- **Requests**
1) In the ice fishing forum thread, how thick was the ice around the edges of the river in Minot?
2) Say whether each statement agrees with the ice fishing forum thread, and quote the words that decide it: (a) RWHONKER caught five walleyes his first time out. (b) curty plans to go ice fishing this weekend. (c) quack_dealer1 and his buddies caught fish on the river.
3) Carry on the ice fishing forum thread past its last post.

- **Document excerpt**
++++
# Finally!!!



## quack_dealer1 (Oct 28, 2004)

First time out today!!!
Me and a couple of my buddies decided to go check the ice depth on the river in minot and around the edges it was 2 - 3 inches so we droped a few lines in. didn't have any luck becouse we couldn't really venture to far from shore but still a blast just to be out on the ice this year. for awhile i was thinking there wasn't even gonna be any ice fishing this year...... yeah right. hope to maybe head to bakers bridge this weekend. anyone else been out or had any luck yet?

better start putting away the decoys becouse ice fishing is gonna be in full swing soon.  
[/b]


----------



## njsimonson (Sep 24, 2002)

quack_dealer -

Man, you are a brave soul!


----------



## fishunt (Jan 24, 2004)

u can called and check out fish and game department and see if is it safe to out for ice fishing before u walk on it ... I rather wait one or two more week or so will be freezen but think safe


----------



## RWHONKER (Dec 22, 2003)

I going out for the first time this afternoon. A good three or four nights in the single digits after it freezes should make it good enough to walk on. Just take a spud bar with and make holes in the ice every five feet or so. Works for me. :beer: :beer:


----------



## Drew Willemsen (Sep 29, 2003)

> u can called and check out fish and game department and see if is it safe to out for ice fishing before u walk on it ...


They usually say Ice is never safe...which I can understand especially on rivers with current...


----------



## RWHONKER (Dec 22, 2003)

First time out, nine flags, five walleyes, not bad for a few hours. Nothing like seeing that flag go up for the first time. :beer:


----------



## duxnbux (Feb 25, 2002)

Saw a few guys on the ice around the edges of smallers lakes this morning in the SE. The season is upon us..


----------



## rap (Mar 26, 2002)

duxnbux- was that SE ND? I think i am heading to some of the sloughs around Valley City tomorrow and am looking for any ice reports or people fishing any of the lakes around here... thanx


----------



## curty (Sep 18, 2003)

Iv'e heard of a few brave souls going to try it this weekend. Im going to give it another week.42 degrees right now.
++++
- **Data supplied**

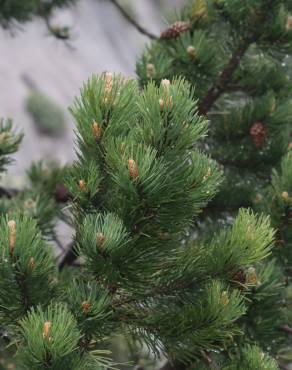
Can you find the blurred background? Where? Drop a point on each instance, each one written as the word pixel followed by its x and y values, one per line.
pixel 40 75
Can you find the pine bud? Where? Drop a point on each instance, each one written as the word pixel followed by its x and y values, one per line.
pixel 82 185
pixel 5 136
pixel 175 30
pixel 85 307
pixel 165 84
pixel 31 264
pixel 150 69
pixel 100 238
pixel 285 196
pixel 122 148
pixel 289 23
pixel 200 10
pixel 258 133
pixel 258 198
pixel 224 299
pixel 133 169
pixel 273 106
pixel 251 276
pixel 167 103
pixel 108 85
pixel 191 50
pixel 12 235
pixel 96 130
pixel 46 331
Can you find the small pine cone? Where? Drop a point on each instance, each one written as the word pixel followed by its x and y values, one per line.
pixel 133 169
pixel 258 133
pixel 175 30
pixel 96 130
pixel 240 277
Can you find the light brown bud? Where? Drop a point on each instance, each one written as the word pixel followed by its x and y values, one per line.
pixel 12 235
pixel 133 169
pixel 224 299
pixel 258 198
pixel 122 148
pixel 85 307
pixel 285 196
pixel 108 78
pixel 191 50
pixel 167 103
pixel 150 69
pixel 289 23
pixel 5 136
pixel 251 276
pixel 82 185
pixel 46 331
pixel 31 264
pixel 165 84
pixel 208 174
pixel 96 130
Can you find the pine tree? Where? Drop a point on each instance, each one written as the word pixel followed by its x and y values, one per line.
pixel 13 12
pixel 137 186
pixel 236 55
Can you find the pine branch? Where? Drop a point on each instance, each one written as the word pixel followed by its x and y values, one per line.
pixel 287 329
pixel 133 22
pixel 225 77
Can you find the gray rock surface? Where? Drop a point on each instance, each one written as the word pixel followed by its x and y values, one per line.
pixel 102 40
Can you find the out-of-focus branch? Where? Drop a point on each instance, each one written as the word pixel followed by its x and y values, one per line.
pixel 133 22
pixel 287 329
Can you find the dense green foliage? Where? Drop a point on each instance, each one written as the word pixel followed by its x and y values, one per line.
pixel 47 115
pixel 137 186
pixel 236 56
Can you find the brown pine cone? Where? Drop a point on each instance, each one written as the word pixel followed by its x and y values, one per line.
pixel 258 133
pixel 240 277
pixel 62 194
pixel 175 30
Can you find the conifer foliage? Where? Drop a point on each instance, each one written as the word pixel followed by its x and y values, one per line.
pixel 236 55
pixel 136 187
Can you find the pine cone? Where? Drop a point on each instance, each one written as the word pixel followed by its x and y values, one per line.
pixel 62 194
pixel 240 277
pixel 175 30
pixel 258 133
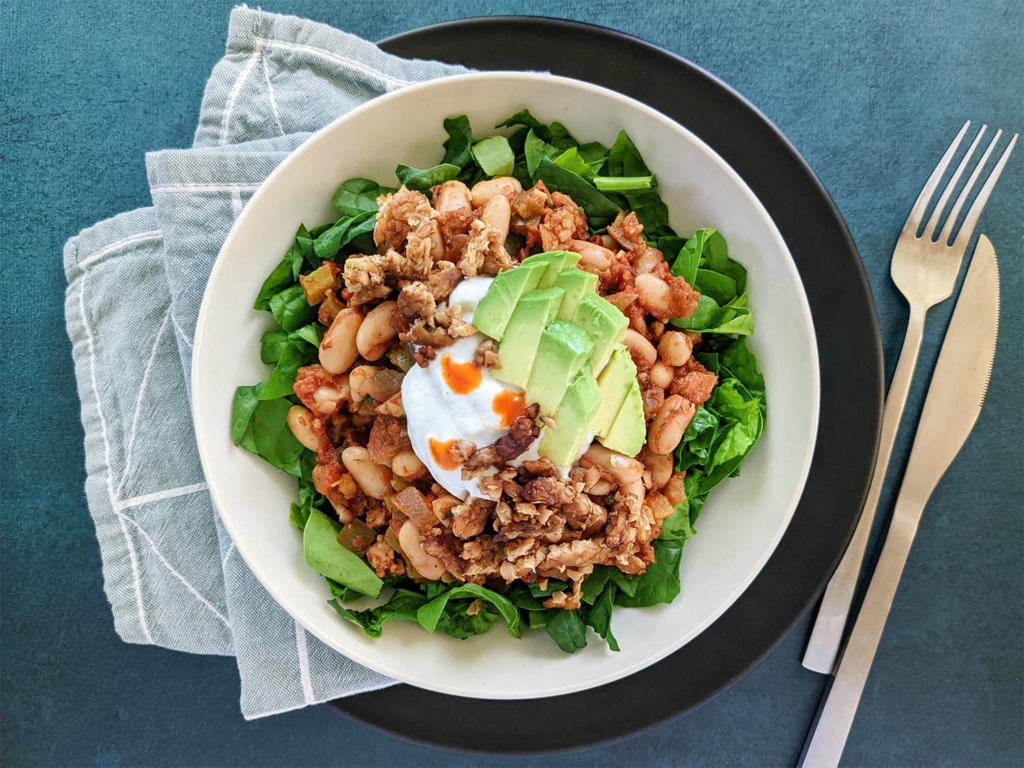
++++
- **Task-by-task results**
1) It was 2 - 3 inches.

2)
(a) Yes: "First time out, nine flags, five walleyes, not bad for a few hours."
(b) No: "Im going to give it another week."
(c) No: "didn't have any luck becouse we couldn't really venture to far from shore"

3)
----------



## quackattack (Sep 27, 2003)

Hey RWHONK, what lake u fishing on? I was thinking about going to maple tomorrow. Heard some guys were out there during thanksgiving and there was already 3inches of ice..... :roll: hard to believe but there have been a few more people heading out there this weekend! Cant' wait to catch that first eye of the winter!

good luck everyone and stay safe!

:beer:


----------



## RWHONKER (Dec 22, 2003)

I am fishing in Northern Minnesota with some friends I used to go to college with. There is about 3 inches of ice up here but it was windy and rainy last night so it will probobly be a little worse today.


----------



## Maverick (Mar 4, 2002)

RWHONKER

I am living in Thief River and I am always loking to find someone to fish with. PM me !!!!


----------



## nd_gunslayer (Aug 9, 2004)

quackdealer: you won't be able to catch fish until i come with, you are just a dumb kid!


----------



## quack_dealer1 (Oct 28, 2004)

qunslayer, good thing we got a 10 in. auger or i might have alittle problem pulling in those jumbo perch. :beer:

oh by the way might wan to dress warm becouse it might get cold out. especially when i got the house all to myself! then we'll see whose lauphing


----------



## rap (Mar 26, 2002)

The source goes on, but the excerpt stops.